◆ Material for this exercise
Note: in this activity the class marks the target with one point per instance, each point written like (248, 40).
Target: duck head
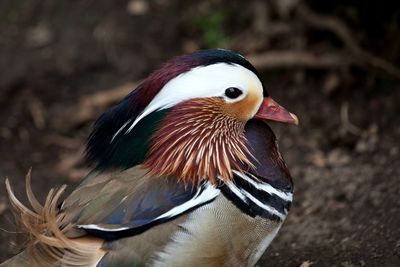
(187, 119)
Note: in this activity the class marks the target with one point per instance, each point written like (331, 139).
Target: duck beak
(270, 110)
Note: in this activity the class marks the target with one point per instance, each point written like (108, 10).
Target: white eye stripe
(204, 81)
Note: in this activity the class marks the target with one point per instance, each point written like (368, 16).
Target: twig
(344, 34)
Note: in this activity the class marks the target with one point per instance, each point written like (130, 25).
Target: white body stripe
(243, 194)
(201, 196)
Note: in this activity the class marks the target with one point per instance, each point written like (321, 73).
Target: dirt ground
(344, 156)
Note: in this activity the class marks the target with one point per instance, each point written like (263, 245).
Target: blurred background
(336, 64)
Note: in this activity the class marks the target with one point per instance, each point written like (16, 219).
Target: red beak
(270, 110)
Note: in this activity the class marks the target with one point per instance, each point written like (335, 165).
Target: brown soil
(346, 171)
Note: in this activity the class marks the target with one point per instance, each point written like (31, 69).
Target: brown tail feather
(47, 243)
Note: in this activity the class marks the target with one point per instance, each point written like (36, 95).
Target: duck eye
(233, 92)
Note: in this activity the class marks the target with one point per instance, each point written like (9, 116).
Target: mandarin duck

◆ Brief
Write the entries out again word for word. Omit all pictures from them.

◆ Response
Note: in this activity the class marks the target with one point per instance, each point written like (248, 40).
Target: duck head
(187, 119)
Note: in this activity the class marks the target with one point per instance, each point written like (331, 139).
Target: duck beak
(270, 110)
Note: in this activity the class marks the target with one point per instance, each point written like (108, 10).
Target: white eye stripe
(204, 81)
Note: in this activity the class marks the target with one point per instance, each point written like (368, 16).
Target: twig
(344, 34)
Note: in this activity the class marks the target with one point per instance, each point written like (130, 25).
Target: white body stripe
(243, 194)
(201, 196)
Note: in this activity the class marks the target with one point per instance, each point written like (321, 73).
Target: dirt ground
(344, 156)
Note: in this activity the class marks the target with one point per instance, each point written like (263, 245).
Target: blurred background
(336, 64)
Note: in this activity the class marks the target with one point per instance, each point written like (16, 219).
Target: red beak
(270, 110)
Note: in this activity the class marks the target with one point per instance, each point written like (335, 165).
Target: brown soil
(346, 171)
Note: in this activity the class marks the target with one point per instance, each point written like (31, 69).
Target: brown tail feather
(47, 243)
Note: in this activity the class marks the target with one point per instance, each point written like (36, 95).
Target: duck eye
(233, 92)
Note: in this activity the class marks the target with one point per instance, each point written like (9, 116).
Target: mandarin duck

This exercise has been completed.